> _Instructions for the task_
Find every line in the data below that contains the word "reply" and copy each of those lines.

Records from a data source
START

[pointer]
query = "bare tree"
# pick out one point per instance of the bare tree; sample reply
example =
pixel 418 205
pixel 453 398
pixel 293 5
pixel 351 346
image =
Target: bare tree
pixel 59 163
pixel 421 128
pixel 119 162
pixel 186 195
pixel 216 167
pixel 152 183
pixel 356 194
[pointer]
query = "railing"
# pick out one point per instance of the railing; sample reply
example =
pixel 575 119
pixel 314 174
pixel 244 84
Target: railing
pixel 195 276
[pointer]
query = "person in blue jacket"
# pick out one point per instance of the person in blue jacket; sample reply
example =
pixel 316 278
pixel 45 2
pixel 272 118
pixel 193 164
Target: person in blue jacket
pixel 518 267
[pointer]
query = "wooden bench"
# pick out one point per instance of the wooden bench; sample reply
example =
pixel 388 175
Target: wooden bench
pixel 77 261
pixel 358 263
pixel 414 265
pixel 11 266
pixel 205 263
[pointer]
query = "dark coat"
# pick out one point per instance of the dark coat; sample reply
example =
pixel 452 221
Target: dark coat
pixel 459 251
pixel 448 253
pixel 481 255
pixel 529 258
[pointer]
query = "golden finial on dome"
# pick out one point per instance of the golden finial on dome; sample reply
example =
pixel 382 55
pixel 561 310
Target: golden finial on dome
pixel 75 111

END

> _Exercise solution_
# pick out one point per instance of the bare tree; sample reply
# pick out one point per instance of the railing; sample reply
# pick out one point per instance of the person in blue jacket; sample reply
# pick out one point per instance of the wooden bench; sample reply
# pick out one point per instance of the dark coat; sample reply
# pick out one point per instance of the golden finial on dome; sample reply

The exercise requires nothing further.